Pick out every line of the entries below where "slope" occurs, and copy those lines.
************
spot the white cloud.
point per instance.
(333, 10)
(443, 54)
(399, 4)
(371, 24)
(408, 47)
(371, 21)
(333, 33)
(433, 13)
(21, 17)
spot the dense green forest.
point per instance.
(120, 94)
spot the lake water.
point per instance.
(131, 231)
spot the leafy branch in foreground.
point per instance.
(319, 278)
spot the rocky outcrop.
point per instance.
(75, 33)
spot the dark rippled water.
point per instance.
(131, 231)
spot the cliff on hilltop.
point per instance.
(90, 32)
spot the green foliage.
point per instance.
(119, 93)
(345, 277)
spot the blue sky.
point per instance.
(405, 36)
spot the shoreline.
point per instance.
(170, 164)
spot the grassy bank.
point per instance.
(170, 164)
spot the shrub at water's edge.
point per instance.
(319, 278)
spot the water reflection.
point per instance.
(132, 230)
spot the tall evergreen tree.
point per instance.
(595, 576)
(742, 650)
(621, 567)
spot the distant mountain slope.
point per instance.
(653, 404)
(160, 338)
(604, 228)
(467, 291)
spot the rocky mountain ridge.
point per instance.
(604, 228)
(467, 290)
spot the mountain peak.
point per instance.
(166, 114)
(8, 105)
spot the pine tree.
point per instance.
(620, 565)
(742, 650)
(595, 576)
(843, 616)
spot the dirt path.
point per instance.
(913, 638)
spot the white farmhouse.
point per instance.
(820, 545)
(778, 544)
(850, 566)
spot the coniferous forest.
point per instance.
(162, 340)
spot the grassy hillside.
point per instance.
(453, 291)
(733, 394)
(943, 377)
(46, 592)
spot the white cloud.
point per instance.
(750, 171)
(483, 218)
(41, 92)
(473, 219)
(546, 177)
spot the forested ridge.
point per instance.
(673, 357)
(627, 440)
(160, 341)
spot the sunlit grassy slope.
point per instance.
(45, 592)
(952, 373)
************
> **REPLY**:
spot the distant mountain slope.
spot the sunlit grassy slope.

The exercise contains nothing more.